▶ _Extract provided_:
------

Objects on the surface of the Earth have weight, although sometimes this weight is difficult to measure. An example is a small object floating in a pool of water, or even a dish of water, which does not appear to have weight since buoyed by the water, but is found to have its usual weight when it is added to water in a container which is entirely supported and weighed on a scale. Thus, the "weightless object" floating in water actually transfers its weight to the bottom of the container (where the pressure increases). Similarly, a balloon has mass but may appear to have no weight or even negative weight, due to buoyancy in air. However, in the case of buoyancy, the weight of the balloon and the gas inside it has merely been transferred to a large area of the Earth's surface (in fact the entire surface, eventually), making the weight difficult to measure. The weight of a flying airplane is similarly distributed to the ground, but does not disappear. If the airplane is in level flight, the same weight-force is distributed to the surface of the Earth as when the plane was on the runway, but spread over a larger area.
A better scientific definition of mass describes it as having inertia, the resistance of an object to being accelerated when acted on by an external force. Gravitational "weight" is the force created when a mass is acted upon by a gravitational field and the object is not allowed to free-fall, but is supported or retarded by a mechanical force, such as the surface of a planet. Such a force confers weight. Such weights can be added to by the weight created from any kind of mechanical force.
For example, in the illustrative photograph, the girl’s weight (force due to gravity and the inertial force resisting circular acceleration) is being supported by the swing seat and swing set. If one stands behind her at the bottom of her arc and abruptly stops her, the "bump" or stopping-force one experiences is due to acting against her inertia, and would be the same force even if gravity were not present. Such forces also confer a type of weight, which could be measured.

------

▶ _Things to do_:
- A) Name every object whose weight the passage on mass and weight uses as an example.
- B) Reproduce the passage on mass and weight word for word, from "A better scientific" up to and including "of mechanical force.".

▶ _Dataset extract_:
------

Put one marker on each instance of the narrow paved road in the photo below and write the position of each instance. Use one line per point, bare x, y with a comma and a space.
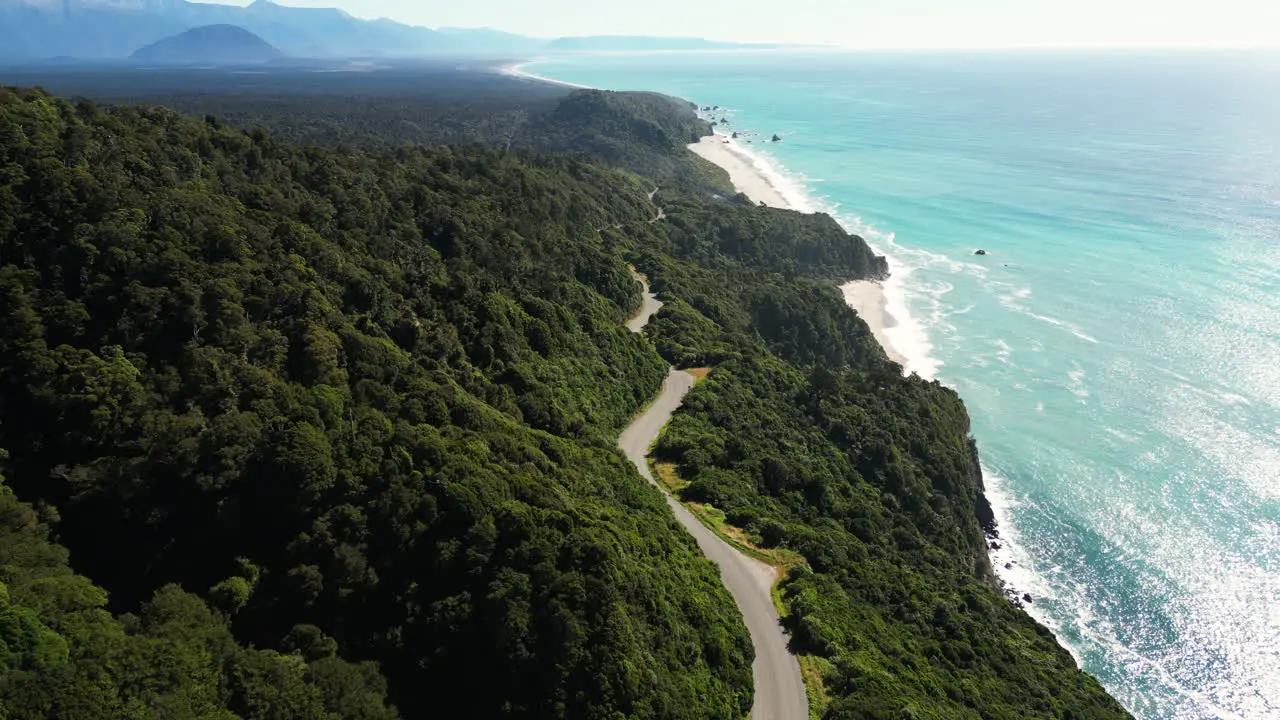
648, 308
778, 688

------

▶ _Results for the exercise_:
- A)
- A small object floating in a pool or dish of water
- A balloon, together with the gas inside it
- A flying airplane
- The girl on the swing

- B)
A better scientific definition of mass describes it as having inertia, the resistance of an object to being accelerated when acted on by an external force. Gravitational "weight" is the force created when a mass is acted upon by a gravitational field and the object is not allowed to free-fall, but is supported or retarded by a mechanical force, such as the surface of a planet. Such a force confers weight. Such weights can be added to by the weight created from any kind of mechanical force.